Work required -> List every line of the data below that contains the word "ring".

Outline records for named regions
<<<<

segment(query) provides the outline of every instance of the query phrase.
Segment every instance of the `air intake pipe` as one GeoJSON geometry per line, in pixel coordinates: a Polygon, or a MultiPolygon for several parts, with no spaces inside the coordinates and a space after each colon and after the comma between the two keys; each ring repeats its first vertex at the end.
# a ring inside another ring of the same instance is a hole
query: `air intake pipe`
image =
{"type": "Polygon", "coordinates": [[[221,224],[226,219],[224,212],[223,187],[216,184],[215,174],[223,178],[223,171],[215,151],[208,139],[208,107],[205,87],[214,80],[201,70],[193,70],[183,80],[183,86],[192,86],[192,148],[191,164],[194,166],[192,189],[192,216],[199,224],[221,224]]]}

>>>>

Output below ->
Segment every instance of the `air intake pipe` as one GeoJSON geometry per line, in pixel coordinates: a Polygon, or a MultiPolygon for several parts, with no spaces inside the coordinates and a space after each colon and after the comma between the two keys; each ring repeats its first vertex at the end.
# a ring inside another ring of the same instance is a hole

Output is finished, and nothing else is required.